-- REQUIRED ACTION --
Do these statements agree with the article on UK tax and spending cuts? 1. The writer has argued before that taxes should rise sharply for the better-off. 2. Nick Clegg vowed there would be no return to "sink-or-swim" Thatcherism. 3. The writer expects a VAT increase to be avoided.

DOCUMENT SECTION Block Start

UK Tax: big shareholdings continue to benefit from a lucrative tax break
No one can be in any doubt about the horror of the spending cuts to come after David Cameron's warning that Britain's "whole way of life" will suffer.
Workers will be sacked – 750,000 was one guess – benefits slashed and schools left to crumble. Perhaps the Prime Minister will dynamite a new hospital judged too costly to run, as the Canadians did?
Nick Clegg has already set one test for how these cuts are carried out – no return to "sink-or-swim" Thatcherism and the North- South divide, he vowed – and he should be held to that ambitious pledge.
But the Cameron-Clegg coalition must pass a second test if the public is to be convinced that all the slashing is being done as fairly as possible – a hurdle that it is already struggling to clear.
I have written before that taxes should rise sharply for the better-off, because the cuts being contemplated are simply too terrible to achieve without wrecking public services beyond repair.
That is not going to happen – although a VAT hike seems inevitable. Worse, I now fear the backsliding on existing tax rises for the rich is about to accelerate.
Mr Cameron is already revving up for a Uturn on the coalition's plan to hike capital gains tax (CGT) after the Tory press howled in protest.

DOCUMENT SECTION Block End
SOURCE MATERIAL Block Start

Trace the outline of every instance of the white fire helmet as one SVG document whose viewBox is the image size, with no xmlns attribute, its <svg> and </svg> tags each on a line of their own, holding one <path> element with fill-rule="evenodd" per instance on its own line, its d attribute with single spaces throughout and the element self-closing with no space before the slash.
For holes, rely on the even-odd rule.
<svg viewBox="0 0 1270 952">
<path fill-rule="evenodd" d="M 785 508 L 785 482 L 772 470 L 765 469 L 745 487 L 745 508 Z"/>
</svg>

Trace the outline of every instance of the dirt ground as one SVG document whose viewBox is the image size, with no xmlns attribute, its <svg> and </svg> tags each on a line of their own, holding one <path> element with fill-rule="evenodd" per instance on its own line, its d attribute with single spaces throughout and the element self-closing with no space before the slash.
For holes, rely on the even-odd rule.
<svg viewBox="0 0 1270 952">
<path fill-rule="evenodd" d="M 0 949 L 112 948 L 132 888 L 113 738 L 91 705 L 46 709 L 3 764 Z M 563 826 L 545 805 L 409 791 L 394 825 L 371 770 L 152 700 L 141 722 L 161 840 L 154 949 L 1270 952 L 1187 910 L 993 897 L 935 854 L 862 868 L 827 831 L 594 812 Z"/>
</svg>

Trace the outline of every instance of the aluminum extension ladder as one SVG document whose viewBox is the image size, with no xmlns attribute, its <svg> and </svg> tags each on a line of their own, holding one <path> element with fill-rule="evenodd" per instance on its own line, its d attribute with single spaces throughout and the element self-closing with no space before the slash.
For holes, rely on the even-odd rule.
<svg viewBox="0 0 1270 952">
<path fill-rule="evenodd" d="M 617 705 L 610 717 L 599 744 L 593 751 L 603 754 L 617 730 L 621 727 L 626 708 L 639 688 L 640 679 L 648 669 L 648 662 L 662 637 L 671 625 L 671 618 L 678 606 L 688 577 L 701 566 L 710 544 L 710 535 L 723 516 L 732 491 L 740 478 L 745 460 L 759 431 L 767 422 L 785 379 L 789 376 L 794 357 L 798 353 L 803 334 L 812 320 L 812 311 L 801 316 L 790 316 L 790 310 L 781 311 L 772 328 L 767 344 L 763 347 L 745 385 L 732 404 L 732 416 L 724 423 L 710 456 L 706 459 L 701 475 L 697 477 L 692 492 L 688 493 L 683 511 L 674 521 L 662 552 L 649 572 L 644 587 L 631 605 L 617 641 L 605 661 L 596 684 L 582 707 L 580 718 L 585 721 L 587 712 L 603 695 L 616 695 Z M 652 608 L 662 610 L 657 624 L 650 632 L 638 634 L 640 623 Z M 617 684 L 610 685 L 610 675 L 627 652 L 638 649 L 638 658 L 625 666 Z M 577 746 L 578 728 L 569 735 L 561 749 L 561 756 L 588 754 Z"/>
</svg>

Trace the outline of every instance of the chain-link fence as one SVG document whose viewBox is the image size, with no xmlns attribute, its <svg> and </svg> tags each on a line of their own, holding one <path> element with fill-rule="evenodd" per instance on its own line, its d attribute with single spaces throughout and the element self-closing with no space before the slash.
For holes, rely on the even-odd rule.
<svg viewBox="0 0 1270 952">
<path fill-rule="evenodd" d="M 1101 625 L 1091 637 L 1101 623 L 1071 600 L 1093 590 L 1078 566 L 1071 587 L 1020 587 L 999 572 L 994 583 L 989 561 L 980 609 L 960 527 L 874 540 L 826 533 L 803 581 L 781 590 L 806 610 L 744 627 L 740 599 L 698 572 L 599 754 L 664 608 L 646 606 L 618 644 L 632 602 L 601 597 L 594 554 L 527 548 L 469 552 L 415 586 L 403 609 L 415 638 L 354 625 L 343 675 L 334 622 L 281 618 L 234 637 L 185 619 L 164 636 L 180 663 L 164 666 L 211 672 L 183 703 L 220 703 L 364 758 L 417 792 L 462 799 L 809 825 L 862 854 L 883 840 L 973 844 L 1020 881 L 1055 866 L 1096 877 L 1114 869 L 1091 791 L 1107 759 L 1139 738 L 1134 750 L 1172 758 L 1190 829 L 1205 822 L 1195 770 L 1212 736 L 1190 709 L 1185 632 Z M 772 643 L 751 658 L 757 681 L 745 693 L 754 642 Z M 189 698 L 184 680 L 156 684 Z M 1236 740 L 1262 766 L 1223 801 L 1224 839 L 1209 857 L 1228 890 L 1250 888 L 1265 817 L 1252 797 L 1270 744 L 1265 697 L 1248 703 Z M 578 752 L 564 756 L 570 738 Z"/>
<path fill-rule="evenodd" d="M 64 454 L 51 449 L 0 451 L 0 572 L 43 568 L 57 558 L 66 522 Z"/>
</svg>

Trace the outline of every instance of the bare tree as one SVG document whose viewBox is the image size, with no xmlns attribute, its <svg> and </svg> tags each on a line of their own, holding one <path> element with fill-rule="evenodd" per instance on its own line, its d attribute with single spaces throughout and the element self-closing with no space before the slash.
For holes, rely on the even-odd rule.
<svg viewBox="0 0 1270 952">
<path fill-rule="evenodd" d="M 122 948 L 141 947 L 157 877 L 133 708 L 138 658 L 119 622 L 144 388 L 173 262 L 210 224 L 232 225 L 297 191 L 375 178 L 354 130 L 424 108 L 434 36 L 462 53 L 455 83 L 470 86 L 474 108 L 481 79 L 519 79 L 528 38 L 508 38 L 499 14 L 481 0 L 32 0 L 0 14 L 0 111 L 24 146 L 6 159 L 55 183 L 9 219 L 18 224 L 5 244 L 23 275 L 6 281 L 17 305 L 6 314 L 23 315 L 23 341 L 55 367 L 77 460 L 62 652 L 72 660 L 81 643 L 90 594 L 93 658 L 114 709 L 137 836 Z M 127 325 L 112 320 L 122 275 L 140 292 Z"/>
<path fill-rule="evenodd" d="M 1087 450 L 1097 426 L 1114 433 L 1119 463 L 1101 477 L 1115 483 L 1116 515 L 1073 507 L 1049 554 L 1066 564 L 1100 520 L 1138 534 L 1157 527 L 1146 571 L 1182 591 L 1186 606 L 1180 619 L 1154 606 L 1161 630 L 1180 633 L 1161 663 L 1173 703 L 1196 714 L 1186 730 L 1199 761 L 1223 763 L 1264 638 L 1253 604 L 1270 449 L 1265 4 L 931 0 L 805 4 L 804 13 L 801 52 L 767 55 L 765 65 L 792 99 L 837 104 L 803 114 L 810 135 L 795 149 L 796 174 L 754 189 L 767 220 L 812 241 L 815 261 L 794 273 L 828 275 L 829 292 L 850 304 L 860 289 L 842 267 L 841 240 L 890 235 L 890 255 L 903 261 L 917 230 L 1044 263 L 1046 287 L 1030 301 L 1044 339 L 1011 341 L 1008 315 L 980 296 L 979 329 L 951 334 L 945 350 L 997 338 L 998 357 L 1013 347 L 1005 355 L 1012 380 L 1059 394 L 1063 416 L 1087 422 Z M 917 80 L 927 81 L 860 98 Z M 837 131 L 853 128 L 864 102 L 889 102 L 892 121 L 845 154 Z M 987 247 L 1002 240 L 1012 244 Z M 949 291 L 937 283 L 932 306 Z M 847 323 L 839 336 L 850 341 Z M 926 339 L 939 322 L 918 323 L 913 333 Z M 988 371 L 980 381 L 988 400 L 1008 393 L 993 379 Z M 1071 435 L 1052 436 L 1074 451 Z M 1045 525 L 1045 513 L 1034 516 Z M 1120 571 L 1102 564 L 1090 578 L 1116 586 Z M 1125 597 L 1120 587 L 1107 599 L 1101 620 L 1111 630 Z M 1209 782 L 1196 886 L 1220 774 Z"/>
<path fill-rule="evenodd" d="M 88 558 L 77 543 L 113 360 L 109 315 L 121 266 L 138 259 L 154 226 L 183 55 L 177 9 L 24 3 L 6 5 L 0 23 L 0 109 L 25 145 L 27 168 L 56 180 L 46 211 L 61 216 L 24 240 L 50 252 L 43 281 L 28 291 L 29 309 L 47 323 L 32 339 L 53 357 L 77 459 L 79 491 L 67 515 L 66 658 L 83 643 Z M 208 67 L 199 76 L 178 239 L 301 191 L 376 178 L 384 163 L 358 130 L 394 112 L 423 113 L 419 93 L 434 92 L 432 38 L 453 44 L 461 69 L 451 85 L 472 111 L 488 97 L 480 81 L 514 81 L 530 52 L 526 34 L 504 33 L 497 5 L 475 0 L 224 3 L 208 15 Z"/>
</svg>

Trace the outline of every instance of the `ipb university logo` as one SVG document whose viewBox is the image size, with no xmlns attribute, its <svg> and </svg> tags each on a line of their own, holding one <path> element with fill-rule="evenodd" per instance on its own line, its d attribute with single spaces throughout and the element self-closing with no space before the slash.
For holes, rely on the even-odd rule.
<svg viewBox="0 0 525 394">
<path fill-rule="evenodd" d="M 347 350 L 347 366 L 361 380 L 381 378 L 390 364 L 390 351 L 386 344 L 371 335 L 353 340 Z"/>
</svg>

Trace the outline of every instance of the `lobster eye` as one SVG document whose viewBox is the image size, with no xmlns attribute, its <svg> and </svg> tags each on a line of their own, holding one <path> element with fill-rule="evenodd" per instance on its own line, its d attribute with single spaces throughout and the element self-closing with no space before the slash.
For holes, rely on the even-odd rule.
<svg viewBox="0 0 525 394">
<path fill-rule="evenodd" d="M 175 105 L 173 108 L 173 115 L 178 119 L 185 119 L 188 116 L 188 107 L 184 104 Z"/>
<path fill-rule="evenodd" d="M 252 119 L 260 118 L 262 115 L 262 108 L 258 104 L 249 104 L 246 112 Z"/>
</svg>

SOURCE MATERIAL Block End

-- RESPONSE TO THIS EXERCISE --
1. Yes: "I have written before that taxes should rise sharply for the better-off"
2. Yes: "no return to "sink-or-swim" Thatcherism and the North- South divide, he vowed"
3. No: "although a VAT hike seems inevitable"